**EXTRACT:**
■ ■ ■ ■ ■

I’ve separated the syncdb out to a manual step (rather than running syncdb on a hook like config-changed) so that I can run it after the postgresql service had been updated with the custom field, and also because juju doesn’t currently have a concept of a leader (yes, syncdb could be run on every unit, and might be safe, but I don’t like it conceptually).

--- a/playbook.yml
+++ b/playbook.yml
@@ -3,13 +3,13 @@
 
   vars:
     - app_label: click-reviews.ubuntu.com
+    - code_archive: "{{ build_label }}/rnr-server.tgz"
 
   roles:
     - role: wsgi-app
       listen_port: 8080
       python_path: "{{ application_dir }}/django-project:{{ current_code_dir }}/src"
       wsgi_application: clickreviewsproject.wsgi:application
-      code_archive: "{{ build_label }}/rnr-server.tgz"
       when: build_label != ''
 
     - role: nrpe-external-master
@@ -25,6 +25,7 @@
         - python-django=1.5.4-1ubuntu1~ctools0
         - python-tz
         - python-pip
+        - python-psycopg2
       tags:
         - install
         - upgrade-charm
@@ -46,13 +47,24 @@
       tags:
         - install
         - upgrade-charm
+        - db-relation-changed
       notify:
         - Restart wsgi
+
     # XXX Normally our deployment build would ensure these are all available in the tarball.
     - name: Install any non-distro dependencies (Don't depend on pip for a real deployment!)
       pip: name={{ item.key }} version={{ item.value }}
       with_dict:
         south: 0.7.6
+        django-openid-auth: 0.2
       tags:
         - install
         - upgrade-charm
+
+    - name: sync the database
+      django_manage: >
+        command="syncdb --noinput"

■ ■ ■ ■ ■

**CHALLENGE A:**
Transcribe the rows below, starting with the line that contains "the tree is" and ending with the line that contains "[[542, 235, 552, 291], [481, 295, 510, 353]]", both lines included.

■ ■ ■ ■ ■

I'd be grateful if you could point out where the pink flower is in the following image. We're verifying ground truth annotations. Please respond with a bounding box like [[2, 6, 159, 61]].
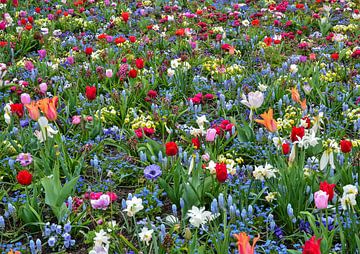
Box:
[[105, 69, 113, 78], [25, 61, 35, 71], [39, 83, 47, 93], [314, 190, 329, 209], [106, 191, 117, 202], [71, 116, 81, 125], [16, 153, 32, 167], [206, 128, 216, 142], [20, 93, 31, 104], [201, 153, 210, 162], [90, 194, 110, 210]]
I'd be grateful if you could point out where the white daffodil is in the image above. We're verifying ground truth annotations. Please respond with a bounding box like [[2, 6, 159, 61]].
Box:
[[123, 197, 144, 217], [320, 139, 340, 170], [253, 163, 278, 181], [187, 206, 212, 228]]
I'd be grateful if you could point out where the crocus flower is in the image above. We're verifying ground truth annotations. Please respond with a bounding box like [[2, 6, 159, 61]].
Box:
[[233, 232, 260, 254], [255, 108, 277, 132]]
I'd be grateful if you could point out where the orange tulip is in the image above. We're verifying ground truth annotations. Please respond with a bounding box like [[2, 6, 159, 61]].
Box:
[[234, 232, 260, 254], [37, 96, 59, 121], [25, 101, 40, 121], [8, 249, 21, 254], [255, 108, 277, 132], [291, 87, 300, 103], [300, 98, 307, 110]]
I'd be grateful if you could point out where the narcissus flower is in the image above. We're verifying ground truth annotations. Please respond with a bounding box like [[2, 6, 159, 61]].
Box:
[[233, 232, 260, 254], [255, 108, 277, 132]]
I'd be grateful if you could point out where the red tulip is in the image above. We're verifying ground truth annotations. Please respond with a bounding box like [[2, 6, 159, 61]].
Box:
[[85, 47, 93, 56], [340, 139, 352, 153], [85, 86, 96, 101], [10, 103, 24, 118], [165, 142, 179, 156], [291, 126, 305, 142], [331, 53, 339, 61], [135, 58, 144, 69], [302, 236, 321, 254], [121, 12, 130, 22], [16, 169, 32, 185], [215, 163, 228, 183], [191, 138, 200, 149]]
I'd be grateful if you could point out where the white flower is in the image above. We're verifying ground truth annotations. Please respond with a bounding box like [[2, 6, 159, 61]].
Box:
[[196, 115, 209, 128], [187, 206, 212, 228], [190, 127, 206, 137], [258, 84, 267, 92], [89, 229, 110, 254], [206, 160, 216, 174], [294, 130, 320, 149], [165, 215, 179, 224], [241, 91, 264, 109], [124, 197, 144, 217], [320, 139, 340, 170], [34, 116, 58, 142], [340, 194, 356, 210], [139, 227, 154, 245], [253, 163, 278, 181]]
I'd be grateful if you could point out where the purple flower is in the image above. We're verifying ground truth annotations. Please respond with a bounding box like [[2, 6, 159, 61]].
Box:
[[16, 153, 32, 167], [144, 164, 162, 180]]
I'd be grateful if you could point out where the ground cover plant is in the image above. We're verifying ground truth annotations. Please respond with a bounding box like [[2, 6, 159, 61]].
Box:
[[0, 0, 360, 254]]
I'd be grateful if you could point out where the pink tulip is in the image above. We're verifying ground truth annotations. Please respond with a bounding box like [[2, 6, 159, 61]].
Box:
[[105, 69, 113, 78], [20, 93, 31, 104], [206, 128, 216, 142], [314, 190, 329, 209], [71, 116, 81, 125], [39, 83, 47, 93]]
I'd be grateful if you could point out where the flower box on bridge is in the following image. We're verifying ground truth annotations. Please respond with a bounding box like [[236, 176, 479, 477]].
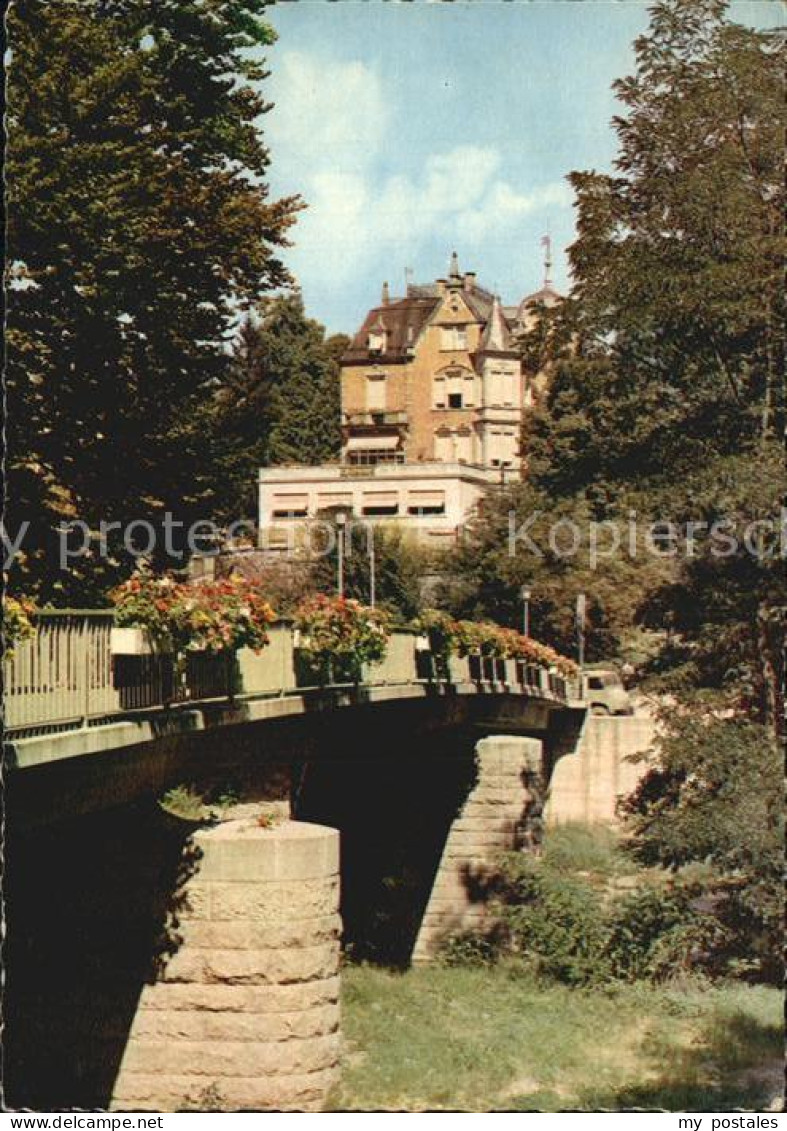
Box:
[[110, 625, 153, 656]]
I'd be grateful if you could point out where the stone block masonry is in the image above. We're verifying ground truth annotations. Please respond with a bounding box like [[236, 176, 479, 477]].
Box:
[[112, 818, 340, 1112], [545, 714, 656, 824], [413, 735, 542, 962]]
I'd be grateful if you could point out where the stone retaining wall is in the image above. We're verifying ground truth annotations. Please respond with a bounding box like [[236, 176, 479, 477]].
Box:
[[112, 818, 340, 1112], [413, 735, 542, 962], [545, 714, 656, 824]]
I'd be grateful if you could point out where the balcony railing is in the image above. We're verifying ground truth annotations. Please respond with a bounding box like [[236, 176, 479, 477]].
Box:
[[341, 409, 408, 428], [3, 610, 568, 737]]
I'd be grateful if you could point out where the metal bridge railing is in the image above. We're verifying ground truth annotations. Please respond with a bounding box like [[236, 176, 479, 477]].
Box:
[[3, 610, 567, 733]]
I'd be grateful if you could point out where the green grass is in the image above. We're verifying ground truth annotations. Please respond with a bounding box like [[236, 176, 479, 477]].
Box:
[[331, 965, 782, 1112]]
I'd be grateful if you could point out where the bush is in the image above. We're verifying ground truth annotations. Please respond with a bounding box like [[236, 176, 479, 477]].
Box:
[[544, 823, 635, 878], [605, 883, 720, 982], [295, 594, 391, 683], [442, 829, 728, 986], [498, 855, 608, 985], [623, 709, 784, 981]]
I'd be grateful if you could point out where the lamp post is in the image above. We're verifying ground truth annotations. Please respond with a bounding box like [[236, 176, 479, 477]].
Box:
[[577, 593, 588, 679], [336, 513, 347, 597], [369, 527, 377, 608], [519, 585, 531, 636]]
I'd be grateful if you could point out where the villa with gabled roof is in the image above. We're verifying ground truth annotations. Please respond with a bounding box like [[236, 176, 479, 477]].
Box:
[[260, 248, 560, 547]]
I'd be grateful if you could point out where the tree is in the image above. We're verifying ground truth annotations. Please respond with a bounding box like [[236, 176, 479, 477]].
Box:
[[7, 0, 300, 602], [530, 0, 785, 492], [312, 509, 435, 621], [204, 292, 347, 520], [623, 707, 785, 981]]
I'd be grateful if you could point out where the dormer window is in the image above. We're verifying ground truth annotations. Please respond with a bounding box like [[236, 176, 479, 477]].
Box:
[[369, 328, 388, 353], [440, 326, 467, 349]]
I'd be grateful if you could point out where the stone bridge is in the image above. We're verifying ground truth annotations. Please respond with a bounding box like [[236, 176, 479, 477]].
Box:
[[5, 613, 650, 1111]]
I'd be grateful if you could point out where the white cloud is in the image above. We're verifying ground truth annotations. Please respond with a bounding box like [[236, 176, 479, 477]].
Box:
[[268, 52, 571, 286], [263, 51, 388, 175]]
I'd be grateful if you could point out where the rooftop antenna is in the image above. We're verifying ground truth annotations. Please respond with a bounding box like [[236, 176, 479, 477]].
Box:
[[542, 233, 552, 291]]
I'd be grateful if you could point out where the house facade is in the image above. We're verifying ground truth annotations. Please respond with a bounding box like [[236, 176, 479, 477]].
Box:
[[260, 252, 560, 542]]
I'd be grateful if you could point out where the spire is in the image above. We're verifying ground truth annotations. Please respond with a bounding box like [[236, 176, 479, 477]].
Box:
[[542, 235, 552, 291], [481, 295, 510, 353]]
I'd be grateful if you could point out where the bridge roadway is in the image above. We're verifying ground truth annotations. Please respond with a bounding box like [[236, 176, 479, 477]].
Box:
[[3, 614, 647, 1111], [5, 625, 583, 827]]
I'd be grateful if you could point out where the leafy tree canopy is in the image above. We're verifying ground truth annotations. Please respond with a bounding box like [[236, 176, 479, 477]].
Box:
[[7, 0, 300, 603]]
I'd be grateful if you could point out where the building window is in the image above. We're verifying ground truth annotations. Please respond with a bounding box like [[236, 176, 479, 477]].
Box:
[[366, 373, 386, 413], [362, 502, 399, 518], [407, 491, 446, 515], [440, 326, 467, 349]]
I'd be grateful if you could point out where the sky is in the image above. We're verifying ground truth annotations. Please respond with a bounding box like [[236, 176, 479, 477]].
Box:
[[262, 0, 785, 333]]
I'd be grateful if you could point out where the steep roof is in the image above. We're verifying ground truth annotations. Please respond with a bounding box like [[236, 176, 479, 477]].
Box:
[[478, 295, 511, 353], [517, 284, 563, 321], [343, 297, 440, 363]]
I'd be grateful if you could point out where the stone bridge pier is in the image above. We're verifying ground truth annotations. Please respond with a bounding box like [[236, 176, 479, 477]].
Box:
[[111, 817, 340, 1111]]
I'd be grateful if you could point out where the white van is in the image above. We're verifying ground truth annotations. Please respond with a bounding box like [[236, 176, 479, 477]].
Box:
[[582, 667, 634, 715]]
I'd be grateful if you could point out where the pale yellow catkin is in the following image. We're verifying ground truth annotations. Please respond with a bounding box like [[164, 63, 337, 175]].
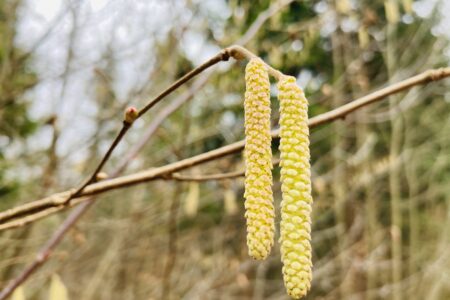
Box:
[[278, 76, 313, 299], [244, 58, 275, 260]]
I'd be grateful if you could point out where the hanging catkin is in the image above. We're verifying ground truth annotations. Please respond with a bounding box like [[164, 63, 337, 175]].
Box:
[[278, 76, 312, 299], [244, 58, 275, 259]]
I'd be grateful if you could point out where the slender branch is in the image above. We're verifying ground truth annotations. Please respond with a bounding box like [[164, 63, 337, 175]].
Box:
[[0, 68, 450, 230], [0, 46, 281, 300], [65, 121, 133, 204], [0, 4, 300, 300], [170, 159, 280, 182]]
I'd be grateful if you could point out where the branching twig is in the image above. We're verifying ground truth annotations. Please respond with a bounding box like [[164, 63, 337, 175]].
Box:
[[0, 68, 450, 230], [0, 55, 450, 300], [0, 46, 282, 300]]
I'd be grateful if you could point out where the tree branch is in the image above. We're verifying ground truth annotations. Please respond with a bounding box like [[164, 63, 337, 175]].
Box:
[[0, 68, 450, 231]]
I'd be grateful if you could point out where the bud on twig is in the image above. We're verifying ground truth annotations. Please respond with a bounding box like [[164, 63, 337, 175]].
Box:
[[123, 106, 139, 124], [95, 172, 109, 181]]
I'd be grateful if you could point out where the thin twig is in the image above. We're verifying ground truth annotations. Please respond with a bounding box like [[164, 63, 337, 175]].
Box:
[[170, 159, 280, 182], [0, 46, 268, 300], [0, 68, 450, 230]]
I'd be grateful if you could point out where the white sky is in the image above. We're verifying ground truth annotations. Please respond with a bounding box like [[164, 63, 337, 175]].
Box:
[[6, 0, 450, 178]]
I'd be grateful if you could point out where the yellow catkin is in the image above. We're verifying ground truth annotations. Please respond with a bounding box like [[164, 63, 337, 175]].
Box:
[[244, 58, 275, 260], [278, 76, 312, 299]]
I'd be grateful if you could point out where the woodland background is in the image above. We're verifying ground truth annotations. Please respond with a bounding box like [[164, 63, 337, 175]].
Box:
[[0, 0, 450, 300]]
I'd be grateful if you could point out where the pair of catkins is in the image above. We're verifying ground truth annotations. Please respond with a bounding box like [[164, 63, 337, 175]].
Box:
[[244, 58, 312, 299]]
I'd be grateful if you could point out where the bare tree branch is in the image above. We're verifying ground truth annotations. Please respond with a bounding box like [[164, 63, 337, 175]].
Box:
[[0, 68, 450, 231]]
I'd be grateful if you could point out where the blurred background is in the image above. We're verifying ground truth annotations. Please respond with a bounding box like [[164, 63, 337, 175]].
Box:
[[0, 0, 450, 300]]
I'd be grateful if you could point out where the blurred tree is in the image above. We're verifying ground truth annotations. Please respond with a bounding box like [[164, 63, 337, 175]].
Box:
[[0, 0, 37, 202]]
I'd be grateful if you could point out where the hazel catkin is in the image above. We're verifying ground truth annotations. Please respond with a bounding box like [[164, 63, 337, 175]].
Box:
[[244, 58, 275, 260], [278, 76, 313, 299]]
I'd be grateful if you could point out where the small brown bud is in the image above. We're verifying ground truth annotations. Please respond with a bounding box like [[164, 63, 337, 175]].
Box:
[[95, 172, 109, 181], [124, 106, 138, 124]]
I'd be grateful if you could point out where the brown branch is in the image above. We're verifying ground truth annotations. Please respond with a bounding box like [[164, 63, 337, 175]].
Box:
[[0, 46, 281, 300], [169, 159, 280, 182], [0, 68, 450, 230]]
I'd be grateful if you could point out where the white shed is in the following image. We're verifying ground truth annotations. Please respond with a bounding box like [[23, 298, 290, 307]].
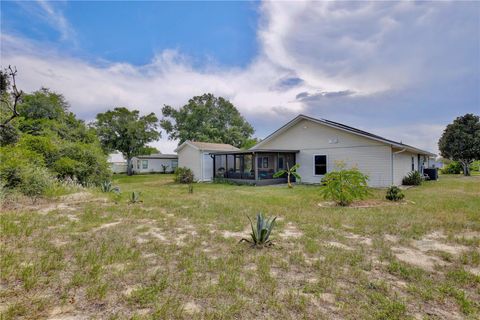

■ ■ ■ ■ ■

**CHALLENGE B:**
Reproduce word for word the part of the playbook diff above that opens with the words "I’ve separated the" and closes with "like it conceptually).".

**SOLUTION A:**
I'd be grateful if you could point out where the tree is in the image above. We're verifying ground truth annotations. Please respond with a bounding box like [[236, 176, 479, 477]].
Box:
[[7, 0, 300, 602], [530, 0, 785, 492], [312, 509, 435, 621], [204, 292, 347, 520], [623, 707, 785, 981]]
I'd be grateful if you could point out where the dormer window is in the image above. We're verifying ground truth annotations. Please respond with a bounding box like [[236, 176, 479, 477]].
Box:
[[369, 328, 388, 353], [440, 326, 467, 349]]
I'd be grateful if you could point out where the stone bridge is in the image above. We're verifying ground truth annotations. Please respond with a bounding box like [[236, 176, 479, 477]].
Box:
[[5, 613, 650, 1111]]
I'd be grateful if you could point out where the white cloud is in the image above. We're verifying ground truth annotations. Please respond with a bounding box like [[236, 176, 479, 477]].
Box:
[[268, 52, 571, 286], [263, 51, 388, 175]]
I'd be grateful if you could point out where the rooftop antenna is in the image above. We're verifying ground truth annotations. Please respond with a bounding box like [[236, 176, 479, 477]].
Box:
[[542, 233, 552, 291]]
I'd be grateful if you could point out where the house facade is in the image above. We're verifying ground truth annotations. Please respond with a bounding box like [[236, 176, 479, 477]].
Box:
[[260, 252, 560, 542]]
I'd be grateful if you could point out where the spire is in the image above. We're verifying ground truth annotations. Please respond with a bounding box like [[236, 176, 479, 477]].
Box:
[[542, 235, 552, 291], [481, 295, 510, 353]]

**SOLUTION B:**
I’ve separated the syncdb out to a manual step (rather than running syncdb on a hook like config-changed) so that I can run it after the postgresql service had been updated with the custom field, and also because juju doesn’t currently have a concept of a leader (yes, syncdb could be run on every unit, and might be safe, but I don’t like it conceptually).